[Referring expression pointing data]
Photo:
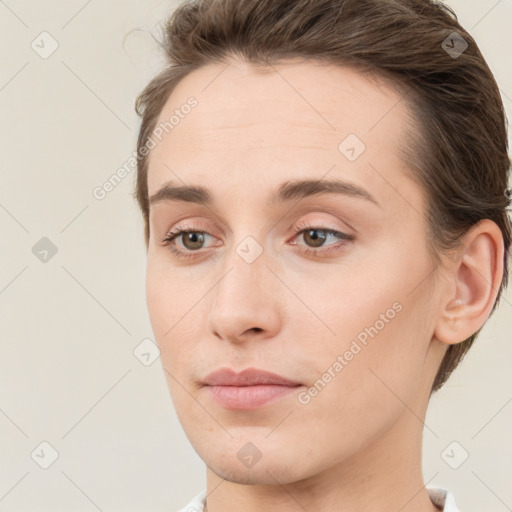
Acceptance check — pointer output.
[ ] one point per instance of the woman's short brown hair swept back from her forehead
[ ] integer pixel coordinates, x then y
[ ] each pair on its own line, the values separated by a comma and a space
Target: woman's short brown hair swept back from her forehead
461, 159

Exercise objective:
Please give the entries again word for word, without any pictures.

Your response:
Photo:
Acceptance check — pointer output.
[ ] one point per instance of the woman's short brown hair swept back from her forehead
[ ] integer pixel coordinates, x then y
[ ] each pair on its own line, the values separated by a comma and a space
Target: woman's short brown hair swept back from her forehead
461, 159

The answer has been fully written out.